[Labeled contour entries]
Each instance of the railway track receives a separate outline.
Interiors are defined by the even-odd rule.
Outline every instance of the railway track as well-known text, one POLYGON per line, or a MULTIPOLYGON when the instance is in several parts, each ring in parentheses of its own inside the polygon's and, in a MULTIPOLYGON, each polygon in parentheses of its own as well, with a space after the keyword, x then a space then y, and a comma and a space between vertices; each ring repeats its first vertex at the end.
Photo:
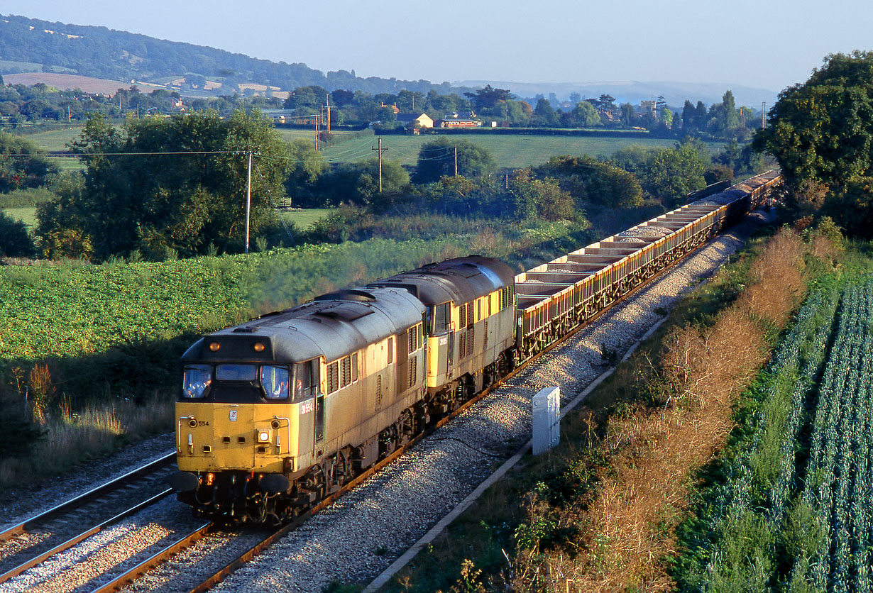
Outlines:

> WHAT NEEDS TO BE DONE
Reproduce the data word for word, starting at its beginning and ending with the line that contains "Interiors are defined by the even-odd rule.".

> ANSWER TO THE EXERCISE
Each instance of the railway track receives a separate outline.
Interiors are defined by the even-odd rule.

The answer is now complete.